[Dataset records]
· · · · ·

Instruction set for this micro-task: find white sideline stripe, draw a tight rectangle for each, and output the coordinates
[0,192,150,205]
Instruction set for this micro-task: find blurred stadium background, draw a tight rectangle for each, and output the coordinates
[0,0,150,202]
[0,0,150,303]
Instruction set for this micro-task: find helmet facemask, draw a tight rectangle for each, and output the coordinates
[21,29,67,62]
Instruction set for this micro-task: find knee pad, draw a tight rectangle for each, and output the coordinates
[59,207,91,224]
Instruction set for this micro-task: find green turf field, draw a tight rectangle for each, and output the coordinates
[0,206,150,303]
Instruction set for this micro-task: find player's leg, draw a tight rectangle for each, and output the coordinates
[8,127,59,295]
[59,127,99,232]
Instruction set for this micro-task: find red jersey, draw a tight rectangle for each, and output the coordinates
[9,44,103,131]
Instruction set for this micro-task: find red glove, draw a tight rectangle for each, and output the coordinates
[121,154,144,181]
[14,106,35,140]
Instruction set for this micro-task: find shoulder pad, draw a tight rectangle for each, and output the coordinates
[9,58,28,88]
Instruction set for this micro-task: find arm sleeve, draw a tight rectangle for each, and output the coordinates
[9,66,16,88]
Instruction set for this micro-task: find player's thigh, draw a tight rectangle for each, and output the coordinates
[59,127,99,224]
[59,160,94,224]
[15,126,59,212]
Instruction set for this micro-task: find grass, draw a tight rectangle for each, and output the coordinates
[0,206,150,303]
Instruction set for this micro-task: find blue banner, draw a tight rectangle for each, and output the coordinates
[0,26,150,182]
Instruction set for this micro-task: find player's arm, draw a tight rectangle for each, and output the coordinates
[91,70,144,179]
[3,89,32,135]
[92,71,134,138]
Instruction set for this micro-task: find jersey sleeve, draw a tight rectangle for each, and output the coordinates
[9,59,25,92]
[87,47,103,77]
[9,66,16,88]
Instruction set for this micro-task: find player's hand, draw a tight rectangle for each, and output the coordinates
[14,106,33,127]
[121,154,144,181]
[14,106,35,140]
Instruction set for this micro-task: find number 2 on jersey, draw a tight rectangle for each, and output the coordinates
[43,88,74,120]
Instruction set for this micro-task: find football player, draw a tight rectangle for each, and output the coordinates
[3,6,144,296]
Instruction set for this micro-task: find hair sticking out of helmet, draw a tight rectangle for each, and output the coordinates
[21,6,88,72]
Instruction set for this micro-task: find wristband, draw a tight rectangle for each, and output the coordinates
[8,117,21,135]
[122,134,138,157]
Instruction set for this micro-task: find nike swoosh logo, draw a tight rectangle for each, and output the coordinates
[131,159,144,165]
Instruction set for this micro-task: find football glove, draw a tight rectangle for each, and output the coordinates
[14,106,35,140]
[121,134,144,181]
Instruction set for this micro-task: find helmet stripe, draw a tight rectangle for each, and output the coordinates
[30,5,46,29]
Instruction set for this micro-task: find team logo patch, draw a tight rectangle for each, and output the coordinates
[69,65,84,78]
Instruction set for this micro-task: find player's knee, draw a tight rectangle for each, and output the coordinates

· · · · ·

To do: Return the material from its first line through the line containing "[0,0,150,303]", both ends included, as a JSON array of strings with one string per line and blank lines omitted.

Reply:
[
  "Instruction set for this micro-task: find white sideline stripe, draw a tight rectangle for each, and output the coordinates",
  "[0,192,150,205]",
  "Instruction set for this micro-task: find blurred stadium background, draw a tight rectangle for each, and output the coordinates",
  "[0,0,150,202]",
  "[0,0,150,303]"
]